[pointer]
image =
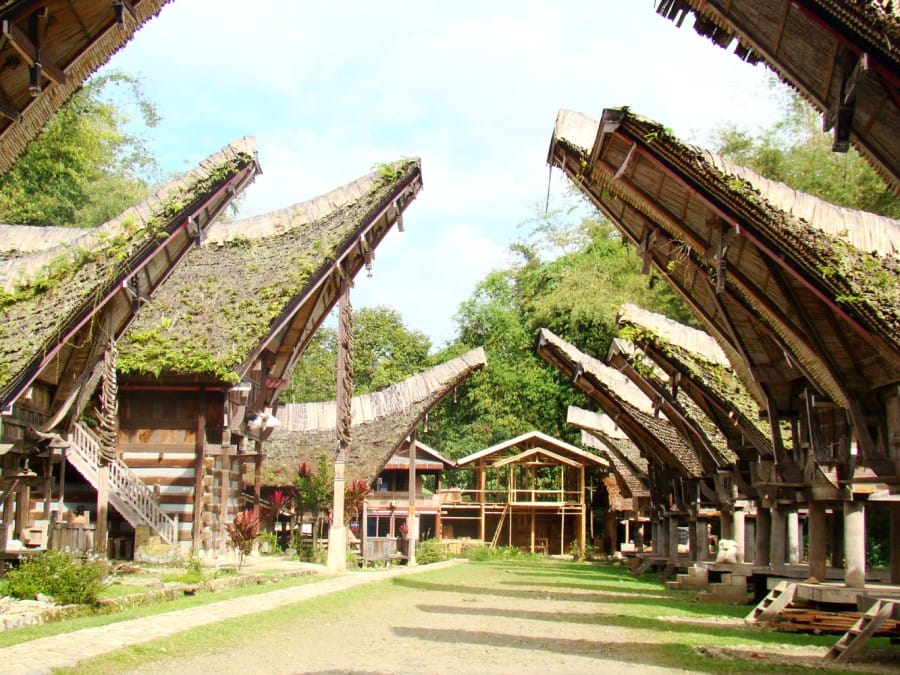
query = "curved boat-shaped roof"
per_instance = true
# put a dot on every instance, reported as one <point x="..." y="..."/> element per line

**EXERCISE DESCRIPTION:** Write out every line of the entries above without changes, leaving out the pictures.

**ANSWER TO THIS TASK:**
[pointer]
image =
query = "curved boat-shaped roof"
per_instance = true
# put a dot on every instance, reported as one <point x="..." y="..."/> element per line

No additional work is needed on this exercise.